Region pointing data
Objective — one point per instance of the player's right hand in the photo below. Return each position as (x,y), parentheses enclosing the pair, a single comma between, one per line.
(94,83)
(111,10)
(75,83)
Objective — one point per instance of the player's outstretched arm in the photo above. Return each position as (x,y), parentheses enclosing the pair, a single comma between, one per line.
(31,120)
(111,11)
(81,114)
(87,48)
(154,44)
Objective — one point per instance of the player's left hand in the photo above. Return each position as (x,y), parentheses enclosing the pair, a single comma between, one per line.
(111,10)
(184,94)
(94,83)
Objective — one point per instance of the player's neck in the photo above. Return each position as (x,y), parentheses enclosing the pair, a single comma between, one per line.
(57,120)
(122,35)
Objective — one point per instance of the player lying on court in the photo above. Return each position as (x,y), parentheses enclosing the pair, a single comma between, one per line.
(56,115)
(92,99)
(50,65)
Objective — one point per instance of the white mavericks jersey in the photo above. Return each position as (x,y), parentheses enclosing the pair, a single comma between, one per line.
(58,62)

Work instruction. Lines from the one containing "Objective — one point per instance of the white" through the end of the data above must be written out exactly, and no other lines are needed.

Solution.
Objective — one point per instance of the white mavericks jersey in the photo above. Return each position as (x,y), parentheses enclosing the pair, a single comma between, one per line.
(58,62)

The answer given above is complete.